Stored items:
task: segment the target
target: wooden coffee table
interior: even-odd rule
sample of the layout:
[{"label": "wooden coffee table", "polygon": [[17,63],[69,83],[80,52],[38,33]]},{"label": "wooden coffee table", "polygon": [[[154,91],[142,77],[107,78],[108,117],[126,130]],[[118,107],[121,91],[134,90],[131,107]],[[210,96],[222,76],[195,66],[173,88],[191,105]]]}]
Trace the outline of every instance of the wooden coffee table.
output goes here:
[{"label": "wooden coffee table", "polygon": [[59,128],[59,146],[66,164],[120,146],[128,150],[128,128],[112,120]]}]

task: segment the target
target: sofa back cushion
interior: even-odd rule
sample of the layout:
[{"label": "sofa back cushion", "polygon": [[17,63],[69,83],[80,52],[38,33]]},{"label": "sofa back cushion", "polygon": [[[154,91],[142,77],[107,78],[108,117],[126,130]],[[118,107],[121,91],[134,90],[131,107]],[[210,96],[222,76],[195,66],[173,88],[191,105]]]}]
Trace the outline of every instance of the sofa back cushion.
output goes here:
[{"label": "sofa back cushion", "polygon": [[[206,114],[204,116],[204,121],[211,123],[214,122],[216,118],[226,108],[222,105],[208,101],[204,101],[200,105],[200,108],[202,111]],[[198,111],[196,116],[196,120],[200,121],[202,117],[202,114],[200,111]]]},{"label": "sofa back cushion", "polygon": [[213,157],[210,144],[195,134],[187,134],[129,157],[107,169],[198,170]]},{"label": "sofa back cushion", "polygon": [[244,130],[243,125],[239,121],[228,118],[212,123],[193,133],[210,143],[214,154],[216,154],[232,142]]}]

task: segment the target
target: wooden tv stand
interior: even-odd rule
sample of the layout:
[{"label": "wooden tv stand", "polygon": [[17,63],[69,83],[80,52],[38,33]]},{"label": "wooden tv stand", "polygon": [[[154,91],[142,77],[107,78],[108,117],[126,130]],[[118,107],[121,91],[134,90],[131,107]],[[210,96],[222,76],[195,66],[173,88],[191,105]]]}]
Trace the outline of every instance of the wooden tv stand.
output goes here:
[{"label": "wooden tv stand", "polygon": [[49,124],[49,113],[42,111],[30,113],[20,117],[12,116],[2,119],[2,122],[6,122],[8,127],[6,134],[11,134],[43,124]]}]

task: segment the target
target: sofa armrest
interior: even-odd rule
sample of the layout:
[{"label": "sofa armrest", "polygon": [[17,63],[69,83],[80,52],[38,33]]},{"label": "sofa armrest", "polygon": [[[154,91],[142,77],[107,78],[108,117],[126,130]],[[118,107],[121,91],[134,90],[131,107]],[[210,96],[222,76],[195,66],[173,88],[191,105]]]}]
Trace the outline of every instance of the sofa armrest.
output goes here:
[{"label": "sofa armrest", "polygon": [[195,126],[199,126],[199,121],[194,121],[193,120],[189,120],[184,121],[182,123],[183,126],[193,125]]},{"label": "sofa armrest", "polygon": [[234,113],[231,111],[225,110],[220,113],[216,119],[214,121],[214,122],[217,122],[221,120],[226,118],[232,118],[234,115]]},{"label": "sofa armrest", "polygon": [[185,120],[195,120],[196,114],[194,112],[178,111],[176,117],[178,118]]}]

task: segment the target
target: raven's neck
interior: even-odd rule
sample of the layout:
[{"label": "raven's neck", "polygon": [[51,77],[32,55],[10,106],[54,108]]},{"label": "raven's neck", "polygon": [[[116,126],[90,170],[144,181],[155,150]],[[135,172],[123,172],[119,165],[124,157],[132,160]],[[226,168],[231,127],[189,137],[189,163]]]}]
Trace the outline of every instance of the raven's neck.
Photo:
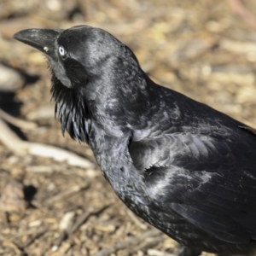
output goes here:
[{"label": "raven's neck", "polygon": [[62,134],[67,131],[73,139],[89,143],[90,118],[84,99],[73,88],[64,86],[54,74],[51,93]]}]

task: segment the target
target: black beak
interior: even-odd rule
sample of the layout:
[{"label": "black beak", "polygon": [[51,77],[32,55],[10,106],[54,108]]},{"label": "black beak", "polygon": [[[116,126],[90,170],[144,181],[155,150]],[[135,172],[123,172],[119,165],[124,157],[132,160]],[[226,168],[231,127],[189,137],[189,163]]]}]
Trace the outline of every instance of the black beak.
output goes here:
[{"label": "black beak", "polygon": [[16,32],[14,38],[49,55],[62,29],[25,29]]}]

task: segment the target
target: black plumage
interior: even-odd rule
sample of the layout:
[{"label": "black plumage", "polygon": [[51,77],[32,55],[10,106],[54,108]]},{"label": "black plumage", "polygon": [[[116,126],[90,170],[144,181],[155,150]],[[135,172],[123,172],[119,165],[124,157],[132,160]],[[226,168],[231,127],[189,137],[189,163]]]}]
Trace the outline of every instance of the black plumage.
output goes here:
[{"label": "black plumage", "polygon": [[62,132],[89,143],[115,193],[186,246],[180,255],[255,255],[255,130],[156,84],[102,29],[15,38],[48,58]]}]

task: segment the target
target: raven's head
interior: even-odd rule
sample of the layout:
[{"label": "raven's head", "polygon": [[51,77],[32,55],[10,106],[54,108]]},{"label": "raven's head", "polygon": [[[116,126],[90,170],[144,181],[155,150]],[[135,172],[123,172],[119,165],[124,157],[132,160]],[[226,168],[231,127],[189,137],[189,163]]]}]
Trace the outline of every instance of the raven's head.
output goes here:
[{"label": "raven's head", "polygon": [[132,113],[149,109],[146,75],[136,56],[104,30],[89,26],[26,29],[14,38],[45,54],[55,113],[62,132],[67,130],[72,137],[88,141],[85,119],[102,124],[111,119],[124,126]]}]

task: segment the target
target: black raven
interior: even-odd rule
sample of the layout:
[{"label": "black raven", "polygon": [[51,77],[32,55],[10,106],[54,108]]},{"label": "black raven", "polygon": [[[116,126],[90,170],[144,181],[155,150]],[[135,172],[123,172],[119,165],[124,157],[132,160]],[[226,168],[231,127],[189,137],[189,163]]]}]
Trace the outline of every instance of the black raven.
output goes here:
[{"label": "black raven", "polygon": [[255,130],[156,84],[104,30],[14,37],[45,54],[62,132],[90,146],[124,203],[185,246],[179,255],[255,255]]}]

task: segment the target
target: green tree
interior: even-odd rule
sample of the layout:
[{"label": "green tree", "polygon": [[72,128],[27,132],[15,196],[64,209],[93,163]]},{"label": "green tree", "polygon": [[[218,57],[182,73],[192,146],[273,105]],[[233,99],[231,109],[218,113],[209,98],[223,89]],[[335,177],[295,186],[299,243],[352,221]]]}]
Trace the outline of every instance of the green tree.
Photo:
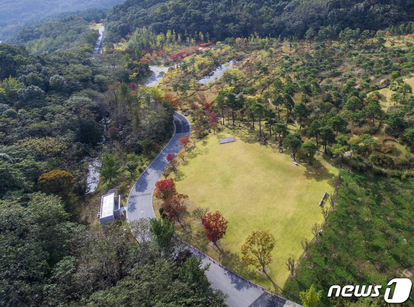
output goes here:
[{"label": "green tree", "polygon": [[152,218],[149,224],[149,231],[154,236],[160,254],[167,258],[171,257],[176,231],[174,221],[168,219]]},{"label": "green tree", "polygon": [[259,133],[262,134],[262,120],[265,116],[265,106],[263,104],[256,102],[250,107],[255,116],[259,120]]},{"label": "green tree", "polygon": [[303,143],[299,133],[289,133],[285,140],[285,144],[288,148],[290,148],[293,154],[293,160],[296,161],[296,155],[298,150],[301,147],[301,145]]},{"label": "green tree", "polygon": [[372,152],[372,146],[377,143],[377,141],[373,139],[370,135],[367,134],[361,135],[359,137],[359,140],[363,143],[366,147],[367,146],[369,147],[370,153]]},{"label": "green tree", "polygon": [[407,128],[405,129],[403,135],[409,145],[412,145],[413,140],[414,140],[414,128]]},{"label": "green tree", "polygon": [[322,291],[316,291],[313,285],[308,290],[301,292],[299,295],[303,307],[319,307]]},{"label": "green tree", "polygon": [[136,171],[138,165],[138,162],[136,161],[130,161],[127,162],[125,168],[131,177]]},{"label": "green tree", "polygon": [[309,138],[315,138],[316,139],[316,146],[319,147],[318,143],[318,137],[319,135],[319,129],[320,128],[320,123],[319,121],[314,120],[310,123],[309,126],[306,129],[306,136]]},{"label": "green tree", "polygon": [[302,144],[301,151],[308,157],[309,165],[310,165],[315,154],[318,151],[318,147],[312,142],[308,142]]},{"label": "green tree", "polygon": [[348,147],[346,146],[342,146],[340,144],[334,144],[331,148],[331,151],[334,155],[335,155],[338,157],[340,157],[339,158],[339,168],[342,168],[342,160],[344,157],[344,154],[347,151]]},{"label": "green tree", "polygon": [[309,110],[303,102],[299,102],[295,105],[292,110],[294,116],[299,118],[299,128],[302,129],[302,121],[309,115]]},{"label": "green tree", "polygon": [[121,172],[120,165],[115,157],[107,152],[102,155],[102,164],[99,169],[104,182],[109,181],[110,183],[118,178]]},{"label": "green tree", "polygon": [[266,273],[272,261],[271,253],[276,245],[274,237],[268,231],[253,231],[241,247],[243,261]]},{"label": "green tree", "polygon": [[373,98],[369,98],[367,100],[368,102],[368,105],[365,107],[365,111],[366,116],[372,119],[372,126],[374,127],[375,118],[380,117],[383,112],[378,100]]},{"label": "green tree", "polygon": [[224,105],[231,110],[231,119],[233,121],[233,125],[234,126],[234,112],[241,107],[241,104],[237,99],[236,95],[233,93],[229,93],[226,95],[226,100],[224,101]]},{"label": "green tree", "polygon": [[319,134],[320,135],[321,143],[323,146],[325,153],[327,153],[326,146],[332,144],[335,141],[335,134],[332,129],[328,126],[324,126],[320,128]]},{"label": "green tree", "polygon": [[281,122],[279,122],[276,123],[274,126],[273,126],[273,130],[274,131],[275,134],[276,135],[276,139],[277,139],[277,136],[279,136],[279,139],[280,140],[280,143],[282,143],[282,138],[280,135],[283,135],[284,138],[286,137],[286,135],[288,133],[289,130],[288,129],[287,125],[286,125],[284,123],[282,123]]},{"label": "green tree", "polygon": [[295,102],[292,99],[292,97],[288,94],[283,94],[283,104],[286,107],[287,114],[286,114],[286,122],[289,122],[289,116],[291,112],[292,109],[295,105]]},{"label": "green tree", "polygon": [[405,103],[405,97],[408,94],[412,94],[412,88],[406,82],[404,82],[400,85],[397,92],[402,94],[402,103]]}]

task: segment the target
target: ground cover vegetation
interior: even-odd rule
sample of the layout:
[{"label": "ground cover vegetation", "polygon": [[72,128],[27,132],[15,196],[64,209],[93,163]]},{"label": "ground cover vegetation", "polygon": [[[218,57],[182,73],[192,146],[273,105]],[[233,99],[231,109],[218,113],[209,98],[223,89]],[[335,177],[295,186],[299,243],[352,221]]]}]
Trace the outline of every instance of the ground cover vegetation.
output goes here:
[{"label": "ground cover vegetation", "polygon": [[[121,293],[116,303],[125,305],[132,297],[152,305],[160,296],[223,305],[183,239],[305,305],[379,305],[325,294],[338,276],[344,284],[412,277],[412,259],[403,255],[412,254],[414,162],[413,24],[406,5],[127,1],[104,21],[108,40],[93,60],[102,21],[96,18],[70,17],[16,36],[49,55],[0,44],[0,206],[2,254],[9,256],[1,273],[11,289],[3,303],[110,305]],[[221,77],[197,82],[222,64]],[[140,87],[150,65],[169,68],[158,87]],[[161,218],[79,226],[98,222],[101,192],[128,194],[171,135],[174,110],[189,117],[193,132],[180,140],[181,152],[167,156],[154,193]],[[218,144],[231,135],[236,142]],[[97,193],[82,196],[85,159],[98,152]],[[48,231],[24,230],[39,224]],[[136,243],[128,227],[151,239]],[[116,268],[100,254],[90,266],[78,244],[89,237],[85,248],[113,248]],[[125,241],[113,242],[120,237]],[[21,265],[36,280],[10,268],[21,262],[17,244],[34,259]],[[137,278],[148,283],[137,285]],[[165,286],[149,293],[154,284]]]},{"label": "ground cover vegetation", "polygon": [[[309,218],[308,221],[306,218],[298,219],[302,222],[301,225],[307,223],[307,233],[296,238],[289,237],[289,243],[284,243],[283,237],[286,237],[289,231],[281,231],[280,227],[277,230],[272,229],[270,225],[266,226],[266,222],[262,218],[257,221],[253,217],[246,219],[249,213],[237,205],[240,203],[245,205],[246,202],[241,200],[238,202],[235,196],[241,195],[243,199],[255,200],[246,210],[258,216],[267,216],[266,213],[269,212],[280,213],[288,206],[291,210],[292,204],[296,202],[290,196],[281,198],[288,199],[289,204],[282,204],[282,208],[275,210],[265,207],[265,212],[258,213],[260,206],[264,204],[271,206],[275,201],[273,199],[264,201],[263,195],[273,194],[277,198],[280,193],[267,190],[263,192],[263,187],[265,189],[268,186],[266,183],[274,182],[281,178],[285,181],[286,176],[283,176],[282,173],[289,174],[288,178],[296,179],[290,187],[294,187],[296,191],[287,194],[296,196],[301,194],[297,191],[301,191],[298,186],[301,181],[295,177],[294,171],[278,172],[291,160],[296,160],[313,172],[319,170],[320,173],[321,167],[326,163],[327,168],[333,164],[339,169],[352,170],[352,173],[356,171],[359,176],[363,175],[359,172],[371,174],[374,176],[370,177],[373,178],[370,179],[372,180],[371,184],[375,186],[379,184],[375,181],[379,179],[375,176],[394,177],[392,182],[395,184],[400,183],[402,193],[409,195],[412,193],[411,181],[406,179],[413,176],[413,162],[409,139],[413,126],[413,79],[409,63],[412,37],[409,26],[391,27],[374,34],[347,29],[329,39],[323,36],[323,30],[306,41],[283,41],[254,36],[248,39],[226,40],[223,44],[219,42],[216,46],[210,45],[208,50],[211,53],[208,56],[204,55],[206,51],[202,51],[200,54],[187,56],[173,70],[168,72],[159,86],[181,99],[181,109],[191,117],[193,126],[192,135],[188,140],[183,140],[182,143],[186,147],[181,153],[178,170],[166,174],[166,178],[170,176],[174,179],[178,193],[185,193],[188,196],[181,213],[178,229],[181,235],[229,267],[277,293],[300,302],[304,302],[307,297],[312,297],[310,293],[314,291],[318,294],[315,296],[321,299],[321,293],[326,294],[324,291],[326,292],[328,288],[326,285],[310,282],[314,280],[308,278],[309,274],[316,270],[310,273],[303,268],[309,262],[306,253],[300,256],[303,251],[301,243],[301,241],[308,247],[307,248],[310,246],[316,248],[314,247],[320,241],[318,239],[319,230],[325,231],[329,225],[327,219],[338,201],[335,193],[340,181],[335,179],[335,172],[332,172],[331,180],[325,184],[325,186],[330,186],[332,189],[328,193],[325,205],[315,212],[317,215],[310,216],[307,208],[301,208]],[[400,35],[402,31],[404,34]],[[396,44],[400,46],[394,48]],[[230,57],[226,57],[229,54]],[[217,65],[234,58],[239,60],[239,63],[225,72],[221,78],[207,86],[197,82],[205,75],[205,73],[202,72],[205,67],[214,67],[215,61]],[[384,94],[385,90],[388,91],[386,94],[389,93],[386,96]],[[218,138],[230,135],[236,137],[236,143],[218,144]],[[236,145],[238,141],[240,143]],[[256,147],[250,156],[246,146],[252,144]],[[219,147],[223,146],[229,146],[229,151]],[[266,152],[266,158],[264,159],[262,151],[265,151],[263,148],[266,147],[268,150],[272,149]],[[291,157],[285,152],[291,153]],[[268,165],[266,162],[267,155],[270,157],[280,155],[286,161],[278,161]],[[241,158],[242,162],[239,161]],[[259,160],[256,161],[256,158]],[[207,166],[205,168],[205,165]],[[257,180],[260,182],[255,182],[249,172],[252,169],[257,171],[263,166],[264,169],[258,172],[260,176]],[[203,174],[201,177],[200,169]],[[267,172],[273,175],[271,179],[267,178]],[[193,176],[194,174],[197,174],[197,178]],[[240,178],[239,174],[241,176]],[[244,188],[241,187],[244,184],[241,178],[247,181]],[[303,181],[310,186],[309,178]],[[231,187],[233,184],[236,184],[234,189]],[[289,187],[283,186],[283,184],[286,181],[275,185],[284,193],[290,191]],[[224,189],[222,191],[218,186]],[[315,186],[313,187],[314,191]],[[275,189],[277,191],[277,188]],[[213,190],[212,195],[203,192]],[[248,196],[243,194],[245,191],[248,191]],[[252,197],[253,191],[257,192],[254,194],[256,197]],[[306,195],[312,193],[308,192]],[[226,196],[229,196],[229,199]],[[319,198],[316,195],[315,197],[316,204]],[[362,198],[358,199],[359,201]],[[277,201],[280,202],[280,200]],[[162,204],[157,201],[154,203],[156,209]],[[254,210],[250,210],[252,208]],[[201,218],[203,215],[216,210],[222,214],[229,224],[221,239],[212,242],[203,230],[205,227]],[[401,214],[405,215],[402,212]],[[249,222],[254,225],[245,229],[244,226]],[[409,226],[409,221],[400,222],[406,222],[405,228],[409,234],[412,231]],[[269,220],[269,222],[274,225],[273,220]],[[352,220],[350,222],[355,222]],[[286,224],[291,225],[292,222]],[[385,227],[387,231],[395,231],[391,225]],[[246,244],[250,242],[250,245],[254,245],[248,239],[252,230],[277,232],[272,234],[276,238],[277,250],[270,249],[267,254],[274,256],[282,251],[285,252],[283,256],[272,259],[245,256],[245,261],[241,261],[241,253],[248,254],[248,248],[242,248],[243,242],[240,238],[246,238]],[[294,232],[298,234],[297,230]],[[298,237],[301,236],[301,238]],[[400,241],[403,244],[408,244],[407,241],[404,240],[405,237]],[[272,240],[268,238],[266,242]],[[293,242],[296,242],[297,250],[290,247]],[[278,242],[283,247],[278,245]],[[288,245],[289,251],[281,249]],[[404,246],[404,248],[409,249],[411,246]],[[351,254],[359,252],[356,243],[352,248]],[[381,250],[385,253],[388,250]],[[309,254],[313,256],[313,254]],[[360,265],[359,261],[353,262],[351,259],[352,264],[350,265]],[[391,270],[404,271],[404,274],[410,277],[409,269],[405,270],[410,267],[411,263],[404,263],[391,261],[387,265],[392,267]],[[257,266],[258,270],[252,270],[247,263]],[[270,278],[261,273],[266,271],[263,263],[270,268],[269,275],[270,271],[274,274]],[[342,267],[345,265],[340,263],[338,265]],[[279,271],[275,273],[276,268]],[[298,271],[298,268],[300,268]],[[282,268],[284,272],[280,271]],[[330,273],[325,273],[327,276]],[[306,285],[301,283],[300,280],[295,283],[299,278],[298,275],[301,275],[300,278],[307,279]],[[366,278],[363,280],[373,283],[375,280],[385,284],[390,277],[379,273],[375,275],[376,279]],[[350,280],[346,276],[343,278]],[[288,281],[283,286],[286,278]],[[311,289],[309,290],[310,292],[307,292],[307,289]],[[303,293],[300,295],[301,291]],[[379,301],[363,301],[354,302],[364,306],[379,303]],[[324,299],[320,304],[336,305],[349,302],[330,302]]]},{"label": "ground cover vegetation", "polygon": [[119,2],[118,0],[83,1],[2,0],[0,5],[0,41],[6,39],[22,29],[46,23],[71,15],[92,15],[101,9]]}]

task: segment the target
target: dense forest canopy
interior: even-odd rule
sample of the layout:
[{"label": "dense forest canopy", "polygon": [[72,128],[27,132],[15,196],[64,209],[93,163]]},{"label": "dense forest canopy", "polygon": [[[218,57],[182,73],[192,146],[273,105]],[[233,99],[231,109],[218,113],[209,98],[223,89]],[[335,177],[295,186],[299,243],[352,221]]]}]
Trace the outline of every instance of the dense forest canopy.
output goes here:
[{"label": "dense forest canopy", "polygon": [[137,28],[151,27],[155,33],[168,29],[193,37],[201,30],[212,40],[248,37],[294,36],[331,25],[337,31],[347,27],[375,30],[414,16],[412,0],[340,1],[309,0],[127,0],[108,16],[108,29],[116,40]]}]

**What you need to do**
Filter the items above down to every line containing the string "back", matching case exactly.

**Finished exercise**
target: sofa back cushion
[{"label": "sofa back cushion", "polygon": [[17,63],[69,83],[80,52],[38,33]]},{"label": "sofa back cushion", "polygon": [[[154,91],[142,77],[107,78],[108,117],[126,130]],[[118,107],[121,91],[134,90],[131,107]],[[210,96],[222,76],[195,66],[173,88],[191,105]]]}]
Trace the outline of every instance of the sofa back cushion.
[{"label": "sofa back cushion", "polygon": [[[206,114],[204,116],[204,121],[211,123],[214,122],[216,118],[226,108],[222,105],[208,101],[204,101],[200,105],[200,108],[202,111]],[[198,111],[196,116],[196,120],[200,121],[202,117],[202,114],[200,111]]]},{"label": "sofa back cushion", "polygon": [[213,157],[210,144],[195,134],[187,134],[129,157],[107,169],[198,170]]},{"label": "sofa back cushion", "polygon": [[244,130],[243,125],[239,121],[228,118],[212,123],[193,133],[210,143],[214,154],[216,154],[232,142]]}]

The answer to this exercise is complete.